Excerpts of pointing data
----------------
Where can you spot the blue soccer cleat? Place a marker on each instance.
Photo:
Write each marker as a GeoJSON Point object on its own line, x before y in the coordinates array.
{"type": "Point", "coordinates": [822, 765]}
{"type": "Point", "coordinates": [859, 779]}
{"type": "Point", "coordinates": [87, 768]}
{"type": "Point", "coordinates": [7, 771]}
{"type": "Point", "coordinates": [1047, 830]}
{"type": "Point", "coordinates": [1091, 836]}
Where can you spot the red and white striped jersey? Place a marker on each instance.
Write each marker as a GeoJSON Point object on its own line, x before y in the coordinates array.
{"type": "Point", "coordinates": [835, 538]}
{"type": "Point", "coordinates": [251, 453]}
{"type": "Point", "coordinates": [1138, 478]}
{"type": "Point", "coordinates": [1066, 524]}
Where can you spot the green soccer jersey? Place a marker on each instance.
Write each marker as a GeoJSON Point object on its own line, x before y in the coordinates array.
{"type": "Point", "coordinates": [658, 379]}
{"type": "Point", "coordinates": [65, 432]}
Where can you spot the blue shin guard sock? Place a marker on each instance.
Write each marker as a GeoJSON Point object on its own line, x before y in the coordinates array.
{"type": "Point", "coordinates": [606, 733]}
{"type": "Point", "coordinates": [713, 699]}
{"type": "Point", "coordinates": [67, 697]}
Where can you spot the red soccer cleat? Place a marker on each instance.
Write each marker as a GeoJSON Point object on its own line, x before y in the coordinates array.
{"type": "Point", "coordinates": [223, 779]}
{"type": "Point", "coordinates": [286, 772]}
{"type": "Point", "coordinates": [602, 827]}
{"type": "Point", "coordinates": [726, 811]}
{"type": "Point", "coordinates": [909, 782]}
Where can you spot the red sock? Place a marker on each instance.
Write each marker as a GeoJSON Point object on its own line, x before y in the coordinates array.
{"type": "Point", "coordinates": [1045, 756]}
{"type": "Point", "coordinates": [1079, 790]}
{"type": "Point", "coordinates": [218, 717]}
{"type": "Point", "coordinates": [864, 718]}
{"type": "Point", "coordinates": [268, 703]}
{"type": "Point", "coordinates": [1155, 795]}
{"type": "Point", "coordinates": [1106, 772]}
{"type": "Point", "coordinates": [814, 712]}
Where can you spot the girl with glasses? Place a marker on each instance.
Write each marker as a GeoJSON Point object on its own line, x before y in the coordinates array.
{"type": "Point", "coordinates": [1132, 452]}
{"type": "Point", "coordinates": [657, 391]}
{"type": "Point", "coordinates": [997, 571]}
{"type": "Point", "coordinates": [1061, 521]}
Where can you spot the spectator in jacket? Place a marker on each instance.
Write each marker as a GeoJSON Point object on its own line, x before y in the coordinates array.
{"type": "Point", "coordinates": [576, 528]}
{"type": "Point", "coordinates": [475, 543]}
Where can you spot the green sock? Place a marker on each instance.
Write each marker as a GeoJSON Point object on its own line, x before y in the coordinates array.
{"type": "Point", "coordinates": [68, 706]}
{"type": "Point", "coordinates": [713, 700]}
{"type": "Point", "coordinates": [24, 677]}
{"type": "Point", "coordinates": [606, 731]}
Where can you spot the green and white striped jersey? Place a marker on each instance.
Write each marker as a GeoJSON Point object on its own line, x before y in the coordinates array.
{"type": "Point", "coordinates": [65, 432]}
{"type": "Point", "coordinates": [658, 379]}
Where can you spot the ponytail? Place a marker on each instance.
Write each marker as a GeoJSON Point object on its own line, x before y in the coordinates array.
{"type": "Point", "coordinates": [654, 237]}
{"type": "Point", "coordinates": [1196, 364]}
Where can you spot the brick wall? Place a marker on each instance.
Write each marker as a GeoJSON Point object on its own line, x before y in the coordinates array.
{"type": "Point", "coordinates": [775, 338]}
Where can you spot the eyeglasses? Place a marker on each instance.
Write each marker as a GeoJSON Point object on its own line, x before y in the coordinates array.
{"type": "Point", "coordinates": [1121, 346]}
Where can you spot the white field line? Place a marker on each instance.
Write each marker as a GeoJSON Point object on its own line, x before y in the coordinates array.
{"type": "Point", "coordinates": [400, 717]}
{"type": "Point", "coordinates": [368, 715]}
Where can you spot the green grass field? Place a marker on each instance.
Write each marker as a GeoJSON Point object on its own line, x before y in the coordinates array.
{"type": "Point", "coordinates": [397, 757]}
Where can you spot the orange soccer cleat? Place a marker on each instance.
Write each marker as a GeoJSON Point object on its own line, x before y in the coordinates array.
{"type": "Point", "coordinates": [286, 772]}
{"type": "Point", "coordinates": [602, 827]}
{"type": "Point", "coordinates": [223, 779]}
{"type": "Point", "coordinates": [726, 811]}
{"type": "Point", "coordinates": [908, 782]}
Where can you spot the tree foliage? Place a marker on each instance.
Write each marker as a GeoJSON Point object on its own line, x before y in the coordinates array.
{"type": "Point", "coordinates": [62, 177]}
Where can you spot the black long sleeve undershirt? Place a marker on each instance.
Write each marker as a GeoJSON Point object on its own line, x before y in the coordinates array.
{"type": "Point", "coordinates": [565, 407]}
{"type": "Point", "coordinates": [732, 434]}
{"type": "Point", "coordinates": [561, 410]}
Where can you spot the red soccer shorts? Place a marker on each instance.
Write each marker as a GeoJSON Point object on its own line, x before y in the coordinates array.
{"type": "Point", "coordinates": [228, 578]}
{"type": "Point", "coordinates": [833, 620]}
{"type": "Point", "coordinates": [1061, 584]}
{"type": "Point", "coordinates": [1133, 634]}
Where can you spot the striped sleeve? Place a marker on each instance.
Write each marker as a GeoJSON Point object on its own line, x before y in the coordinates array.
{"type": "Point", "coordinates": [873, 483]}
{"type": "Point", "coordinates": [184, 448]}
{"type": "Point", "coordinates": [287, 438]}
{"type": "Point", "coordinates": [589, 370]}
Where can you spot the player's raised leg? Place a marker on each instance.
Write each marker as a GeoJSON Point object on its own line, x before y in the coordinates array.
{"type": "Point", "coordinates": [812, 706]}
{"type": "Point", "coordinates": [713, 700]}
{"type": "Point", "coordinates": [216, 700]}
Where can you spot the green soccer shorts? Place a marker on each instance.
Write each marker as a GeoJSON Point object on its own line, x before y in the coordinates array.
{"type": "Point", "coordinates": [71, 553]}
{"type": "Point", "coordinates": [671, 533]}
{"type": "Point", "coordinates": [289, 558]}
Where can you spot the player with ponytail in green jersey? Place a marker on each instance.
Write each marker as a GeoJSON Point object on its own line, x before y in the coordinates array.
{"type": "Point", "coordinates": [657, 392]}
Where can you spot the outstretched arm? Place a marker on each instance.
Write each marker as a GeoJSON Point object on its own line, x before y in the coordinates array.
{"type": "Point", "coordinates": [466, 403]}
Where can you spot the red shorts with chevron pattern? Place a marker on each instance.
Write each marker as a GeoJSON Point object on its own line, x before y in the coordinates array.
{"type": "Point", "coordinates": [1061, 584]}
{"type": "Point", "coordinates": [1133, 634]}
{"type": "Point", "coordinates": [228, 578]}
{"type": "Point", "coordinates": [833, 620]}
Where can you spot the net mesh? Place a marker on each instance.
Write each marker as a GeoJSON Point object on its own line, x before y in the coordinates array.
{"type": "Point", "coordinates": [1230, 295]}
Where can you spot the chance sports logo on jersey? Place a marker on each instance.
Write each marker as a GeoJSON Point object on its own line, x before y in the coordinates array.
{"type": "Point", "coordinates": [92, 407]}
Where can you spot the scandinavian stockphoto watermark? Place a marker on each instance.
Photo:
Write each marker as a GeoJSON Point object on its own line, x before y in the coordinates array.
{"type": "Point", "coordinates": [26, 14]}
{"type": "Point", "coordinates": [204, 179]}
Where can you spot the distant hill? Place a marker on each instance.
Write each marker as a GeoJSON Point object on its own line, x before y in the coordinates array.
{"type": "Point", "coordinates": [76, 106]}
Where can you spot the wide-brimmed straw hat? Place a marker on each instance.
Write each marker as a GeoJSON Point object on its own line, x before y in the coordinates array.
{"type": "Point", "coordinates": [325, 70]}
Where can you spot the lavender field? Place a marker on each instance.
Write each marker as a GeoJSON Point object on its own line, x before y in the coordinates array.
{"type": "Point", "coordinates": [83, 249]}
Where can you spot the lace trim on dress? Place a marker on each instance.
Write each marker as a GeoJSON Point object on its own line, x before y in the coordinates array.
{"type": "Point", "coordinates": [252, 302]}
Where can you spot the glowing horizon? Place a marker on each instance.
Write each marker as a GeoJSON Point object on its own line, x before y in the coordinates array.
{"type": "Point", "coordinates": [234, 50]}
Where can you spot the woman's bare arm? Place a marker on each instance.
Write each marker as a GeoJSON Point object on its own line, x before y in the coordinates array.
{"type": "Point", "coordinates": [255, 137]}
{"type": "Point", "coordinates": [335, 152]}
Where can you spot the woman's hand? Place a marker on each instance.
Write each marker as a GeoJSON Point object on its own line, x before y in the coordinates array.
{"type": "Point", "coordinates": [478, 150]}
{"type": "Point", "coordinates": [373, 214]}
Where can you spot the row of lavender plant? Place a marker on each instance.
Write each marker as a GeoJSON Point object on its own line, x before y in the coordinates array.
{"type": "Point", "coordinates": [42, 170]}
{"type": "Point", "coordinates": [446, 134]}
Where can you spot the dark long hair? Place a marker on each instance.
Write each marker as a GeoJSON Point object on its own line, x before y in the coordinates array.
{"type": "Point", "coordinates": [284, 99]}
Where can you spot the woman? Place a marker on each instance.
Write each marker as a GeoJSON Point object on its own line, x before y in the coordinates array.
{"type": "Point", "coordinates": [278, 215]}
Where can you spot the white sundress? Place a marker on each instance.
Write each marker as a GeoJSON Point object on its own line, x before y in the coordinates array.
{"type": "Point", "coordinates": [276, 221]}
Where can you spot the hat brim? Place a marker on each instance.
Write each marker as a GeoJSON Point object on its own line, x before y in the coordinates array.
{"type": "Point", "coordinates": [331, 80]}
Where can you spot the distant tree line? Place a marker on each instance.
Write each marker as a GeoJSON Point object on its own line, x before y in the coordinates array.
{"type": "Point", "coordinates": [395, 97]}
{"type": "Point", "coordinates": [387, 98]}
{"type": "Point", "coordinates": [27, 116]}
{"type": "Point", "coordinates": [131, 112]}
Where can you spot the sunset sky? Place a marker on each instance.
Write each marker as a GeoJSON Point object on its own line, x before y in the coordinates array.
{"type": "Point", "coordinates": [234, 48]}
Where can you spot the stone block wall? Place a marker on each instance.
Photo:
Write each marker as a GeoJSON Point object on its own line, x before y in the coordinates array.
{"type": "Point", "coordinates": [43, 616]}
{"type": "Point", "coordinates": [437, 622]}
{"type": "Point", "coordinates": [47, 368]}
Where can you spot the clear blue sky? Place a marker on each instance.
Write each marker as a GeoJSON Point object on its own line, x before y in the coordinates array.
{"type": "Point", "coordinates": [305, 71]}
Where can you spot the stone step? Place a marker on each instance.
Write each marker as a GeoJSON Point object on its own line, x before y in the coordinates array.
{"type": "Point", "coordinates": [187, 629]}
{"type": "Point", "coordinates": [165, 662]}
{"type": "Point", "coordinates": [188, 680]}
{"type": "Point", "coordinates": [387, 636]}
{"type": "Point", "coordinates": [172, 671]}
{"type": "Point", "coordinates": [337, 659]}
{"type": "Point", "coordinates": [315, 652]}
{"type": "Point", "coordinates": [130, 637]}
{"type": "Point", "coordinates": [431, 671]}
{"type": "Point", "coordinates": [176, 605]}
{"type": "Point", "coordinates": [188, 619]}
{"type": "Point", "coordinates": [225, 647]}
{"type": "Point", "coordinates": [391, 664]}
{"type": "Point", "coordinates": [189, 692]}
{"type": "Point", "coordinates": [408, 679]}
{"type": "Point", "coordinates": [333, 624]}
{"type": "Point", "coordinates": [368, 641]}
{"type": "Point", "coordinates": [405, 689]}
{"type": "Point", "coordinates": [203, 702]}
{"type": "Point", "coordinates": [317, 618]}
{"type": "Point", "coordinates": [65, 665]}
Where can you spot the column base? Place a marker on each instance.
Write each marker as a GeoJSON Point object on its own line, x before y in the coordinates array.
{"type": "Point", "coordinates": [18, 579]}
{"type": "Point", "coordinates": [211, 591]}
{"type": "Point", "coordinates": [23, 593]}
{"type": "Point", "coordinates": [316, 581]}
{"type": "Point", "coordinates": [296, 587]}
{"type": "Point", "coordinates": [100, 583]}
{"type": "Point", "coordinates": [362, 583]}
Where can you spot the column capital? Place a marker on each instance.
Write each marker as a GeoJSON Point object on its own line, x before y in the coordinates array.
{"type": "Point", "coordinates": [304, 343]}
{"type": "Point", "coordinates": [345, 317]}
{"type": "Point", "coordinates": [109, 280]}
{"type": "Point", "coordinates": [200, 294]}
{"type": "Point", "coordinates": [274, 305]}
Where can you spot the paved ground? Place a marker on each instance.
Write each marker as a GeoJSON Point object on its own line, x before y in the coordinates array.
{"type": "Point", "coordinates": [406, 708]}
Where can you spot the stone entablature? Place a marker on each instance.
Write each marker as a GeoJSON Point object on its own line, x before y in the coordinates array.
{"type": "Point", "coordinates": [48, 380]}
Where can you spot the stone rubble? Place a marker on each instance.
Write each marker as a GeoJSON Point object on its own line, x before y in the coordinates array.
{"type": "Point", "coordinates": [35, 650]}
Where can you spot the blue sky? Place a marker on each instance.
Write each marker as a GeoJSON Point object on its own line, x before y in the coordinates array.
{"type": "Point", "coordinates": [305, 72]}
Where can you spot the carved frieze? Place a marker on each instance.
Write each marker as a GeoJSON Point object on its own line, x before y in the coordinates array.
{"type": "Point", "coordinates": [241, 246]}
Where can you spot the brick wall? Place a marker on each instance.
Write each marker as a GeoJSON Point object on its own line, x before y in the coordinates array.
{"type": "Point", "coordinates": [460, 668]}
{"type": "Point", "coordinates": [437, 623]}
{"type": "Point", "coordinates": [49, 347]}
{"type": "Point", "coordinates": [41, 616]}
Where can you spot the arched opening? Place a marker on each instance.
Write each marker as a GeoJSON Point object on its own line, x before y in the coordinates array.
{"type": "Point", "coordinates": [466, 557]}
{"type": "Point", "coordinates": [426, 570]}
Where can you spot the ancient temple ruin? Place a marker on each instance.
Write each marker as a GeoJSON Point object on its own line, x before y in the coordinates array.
----------------
What is required: Produce an exact repeat of the lines from the one containing "Where can you spot the paved" through the last line of the data, and nothing more.

Finished task:
Where can you spot the paved ground? Place a marker on each instance.
Write each marker as a GeoJSON Point object on its own line, x before y in the coordinates array.
{"type": "Point", "coordinates": [406, 708]}
Where can you spot the stone entablature? Place a marker on each instance.
Write each marker as a GeoJSON Point object on its own line, x before y in the coordinates array.
{"type": "Point", "coordinates": [48, 380]}
Where can you spot the stone rubble? Place a marker on each instance.
Write each marker as a GeoJSON Point object on its own line, x before y in the coordinates array.
{"type": "Point", "coordinates": [35, 650]}
Where can you spot the blue sky? Place a marker on each instance.
Write each marker as a GeoJSON Point object on its own line, x before y in the coordinates array.
{"type": "Point", "coordinates": [305, 72]}
Where can you spot the carved frieze? Place a marker on each instance.
Write each marker as a GeoJSON Point object on its own line, x before y in the coordinates array.
{"type": "Point", "coordinates": [241, 246]}
Where can you spot the brick wall? Place a marker on each instance.
Write each marker as a GeoJSON Point object on its own line, x before y in the coordinates array.
{"type": "Point", "coordinates": [460, 668]}
{"type": "Point", "coordinates": [437, 623]}
{"type": "Point", "coordinates": [49, 347]}
{"type": "Point", "coordinates": [41, 616]}
Where can you spot the arched opening? Place a marker on each instance.
Write each marker as a GeoJSON Point object on its own line, x before y in the coordinates array.
{"type": "Point", "coordinates": [466, 557]}
{"type": "Point", "coordinates": [426, 570]}
Where can you spot the ancient temple ruin? Place a marker on each instance.
Write each marker as a GeoJSON Point object on its own line, x before y in the coordinates array.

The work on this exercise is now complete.